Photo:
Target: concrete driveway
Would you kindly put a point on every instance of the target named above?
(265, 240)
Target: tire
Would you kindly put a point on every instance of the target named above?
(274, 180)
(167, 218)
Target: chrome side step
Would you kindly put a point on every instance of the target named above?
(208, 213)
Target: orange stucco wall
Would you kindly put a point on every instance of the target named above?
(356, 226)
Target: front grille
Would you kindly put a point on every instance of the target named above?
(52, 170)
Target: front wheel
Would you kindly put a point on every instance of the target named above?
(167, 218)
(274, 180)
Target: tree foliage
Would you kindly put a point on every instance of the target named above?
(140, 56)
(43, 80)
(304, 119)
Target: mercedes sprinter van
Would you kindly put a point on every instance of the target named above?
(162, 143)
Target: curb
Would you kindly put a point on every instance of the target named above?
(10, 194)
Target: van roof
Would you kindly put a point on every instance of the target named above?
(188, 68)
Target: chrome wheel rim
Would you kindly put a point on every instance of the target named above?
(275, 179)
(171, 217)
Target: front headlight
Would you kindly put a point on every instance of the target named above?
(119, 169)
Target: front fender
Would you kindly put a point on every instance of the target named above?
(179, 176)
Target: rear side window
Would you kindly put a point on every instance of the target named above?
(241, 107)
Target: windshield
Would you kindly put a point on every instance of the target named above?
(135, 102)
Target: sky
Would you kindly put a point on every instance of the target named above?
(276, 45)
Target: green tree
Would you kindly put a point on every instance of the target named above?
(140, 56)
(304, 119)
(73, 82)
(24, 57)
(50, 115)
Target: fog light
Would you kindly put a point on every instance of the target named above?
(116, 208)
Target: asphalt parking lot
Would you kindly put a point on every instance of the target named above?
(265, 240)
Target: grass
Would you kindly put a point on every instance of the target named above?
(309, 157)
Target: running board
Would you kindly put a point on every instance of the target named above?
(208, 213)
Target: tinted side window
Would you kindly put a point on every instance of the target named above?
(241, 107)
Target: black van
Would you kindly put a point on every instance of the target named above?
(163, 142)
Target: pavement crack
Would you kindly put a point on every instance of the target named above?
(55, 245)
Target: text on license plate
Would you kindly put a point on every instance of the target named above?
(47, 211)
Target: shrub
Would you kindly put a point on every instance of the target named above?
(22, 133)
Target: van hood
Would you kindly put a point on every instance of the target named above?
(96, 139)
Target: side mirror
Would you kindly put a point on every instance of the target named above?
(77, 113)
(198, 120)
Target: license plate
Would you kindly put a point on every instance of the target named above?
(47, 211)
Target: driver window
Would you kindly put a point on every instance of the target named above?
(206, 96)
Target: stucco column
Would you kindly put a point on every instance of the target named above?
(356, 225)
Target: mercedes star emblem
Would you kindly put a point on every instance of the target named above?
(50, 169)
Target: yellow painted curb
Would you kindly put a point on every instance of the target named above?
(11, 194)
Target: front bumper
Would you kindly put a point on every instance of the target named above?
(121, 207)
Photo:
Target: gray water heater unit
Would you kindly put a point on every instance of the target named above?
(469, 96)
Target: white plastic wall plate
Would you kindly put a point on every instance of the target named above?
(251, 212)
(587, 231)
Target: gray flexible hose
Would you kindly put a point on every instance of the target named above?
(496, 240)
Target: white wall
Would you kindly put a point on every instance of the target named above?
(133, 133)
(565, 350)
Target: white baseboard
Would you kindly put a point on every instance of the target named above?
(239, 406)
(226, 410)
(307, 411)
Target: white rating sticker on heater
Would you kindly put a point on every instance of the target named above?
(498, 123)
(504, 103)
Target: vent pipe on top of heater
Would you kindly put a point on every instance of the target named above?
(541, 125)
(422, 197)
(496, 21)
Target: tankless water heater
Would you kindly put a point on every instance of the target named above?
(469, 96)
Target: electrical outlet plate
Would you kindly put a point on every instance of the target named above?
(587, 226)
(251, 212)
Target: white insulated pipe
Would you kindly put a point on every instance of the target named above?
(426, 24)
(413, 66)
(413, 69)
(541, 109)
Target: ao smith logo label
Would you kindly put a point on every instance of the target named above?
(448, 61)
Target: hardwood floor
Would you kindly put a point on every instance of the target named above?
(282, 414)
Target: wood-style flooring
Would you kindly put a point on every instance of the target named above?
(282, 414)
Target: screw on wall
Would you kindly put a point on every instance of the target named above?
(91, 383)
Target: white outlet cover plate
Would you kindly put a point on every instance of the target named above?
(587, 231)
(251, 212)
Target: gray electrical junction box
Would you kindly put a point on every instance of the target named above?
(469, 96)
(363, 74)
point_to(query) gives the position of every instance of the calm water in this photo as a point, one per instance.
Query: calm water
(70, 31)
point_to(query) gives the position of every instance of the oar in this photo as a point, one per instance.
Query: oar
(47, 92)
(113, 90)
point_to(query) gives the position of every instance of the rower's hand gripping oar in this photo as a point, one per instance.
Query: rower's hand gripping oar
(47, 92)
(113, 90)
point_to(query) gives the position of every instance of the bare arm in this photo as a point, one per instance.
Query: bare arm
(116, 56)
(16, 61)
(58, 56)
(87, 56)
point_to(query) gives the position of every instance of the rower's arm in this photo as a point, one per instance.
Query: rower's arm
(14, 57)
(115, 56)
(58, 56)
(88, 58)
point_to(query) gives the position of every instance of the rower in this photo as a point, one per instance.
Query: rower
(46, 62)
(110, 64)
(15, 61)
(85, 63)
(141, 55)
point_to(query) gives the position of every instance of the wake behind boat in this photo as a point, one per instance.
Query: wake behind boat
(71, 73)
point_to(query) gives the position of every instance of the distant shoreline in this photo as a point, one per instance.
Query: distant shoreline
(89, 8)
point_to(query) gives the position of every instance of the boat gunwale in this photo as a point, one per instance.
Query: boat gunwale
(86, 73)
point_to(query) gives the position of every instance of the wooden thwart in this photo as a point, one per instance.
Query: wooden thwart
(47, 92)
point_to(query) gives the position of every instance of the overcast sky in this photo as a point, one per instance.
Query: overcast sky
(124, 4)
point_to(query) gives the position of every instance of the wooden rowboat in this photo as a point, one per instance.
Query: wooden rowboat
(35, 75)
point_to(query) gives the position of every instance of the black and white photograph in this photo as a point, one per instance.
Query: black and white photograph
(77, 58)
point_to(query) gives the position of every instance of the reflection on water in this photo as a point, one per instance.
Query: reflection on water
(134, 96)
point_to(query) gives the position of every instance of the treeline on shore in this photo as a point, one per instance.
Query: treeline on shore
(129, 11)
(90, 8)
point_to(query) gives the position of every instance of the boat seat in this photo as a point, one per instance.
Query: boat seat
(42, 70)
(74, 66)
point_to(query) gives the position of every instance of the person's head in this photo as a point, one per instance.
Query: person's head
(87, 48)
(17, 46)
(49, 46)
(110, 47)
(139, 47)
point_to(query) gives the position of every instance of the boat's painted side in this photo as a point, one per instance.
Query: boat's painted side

▶ [Exercise]: All lines from the one containing "point_to(query) gives the position of every instance of the wake" through the end of the records, both ends included, are to be quoted exactly; please add nothing else.

▶ [Output of the task]:
point_to(query) gives the position of every instance of the wake behind boat in this photo as a point, one per instance.
Query: wake behind boat
(71, 73)
point_to(query) gives the position of every instance of the distant shoreline in this photo as a point, one per instance.
Query: distant shoreline
(89, 8)
point_to(query) gives the position of every instance of the boat gunwale in this photo as a point, one per instance.
Query: boat gunwale
(86, 73)
point_to(query) gives the position of every instance of the wooden thwart in this photo as a point, one per instance.
Query: wooden thwart
(47, 92)
point_to(query) gives the position of every instance of the overcast sky in this photo as a point, one per instance.
Query: overcast sky
(124, 4)
point_to(query) gives the position of every instance of the wooden rowboat in this photo as a point, one per instance.
Query: wooden rowboat
(35, 75)
point_to(query) gives the position of every instance of the black and white photograph in this photo as a point, one per instance.
Query: black and white photograph
(77, 58)
point_to(query) gives the position of every instance of the reflection on water in this photo as a point, one per instance.
Query: reflection on water
(134, 96)
point_to(query) gives the position of every instance of the treeline on shore in this photo as a point, one per instance.
Query: treeline on shore
(129, 11)
(90, 8)
point_to(query) gives the position of every instance of the boat seat in this photo as a point, one per instance.
Query: boat seat
(42, 70)
(74, 66)
point_to(query) gives the position of every instance of the person's head in this photo as a point, one per instance.
Query: person's head
(87, 48)
(17, 46)
(49, 46)
(110, 47)
(139, 47)
point_to(query) gives the position of every instance of the boat's painted side in this photo as a point, one per instance.
Query: boat's painted side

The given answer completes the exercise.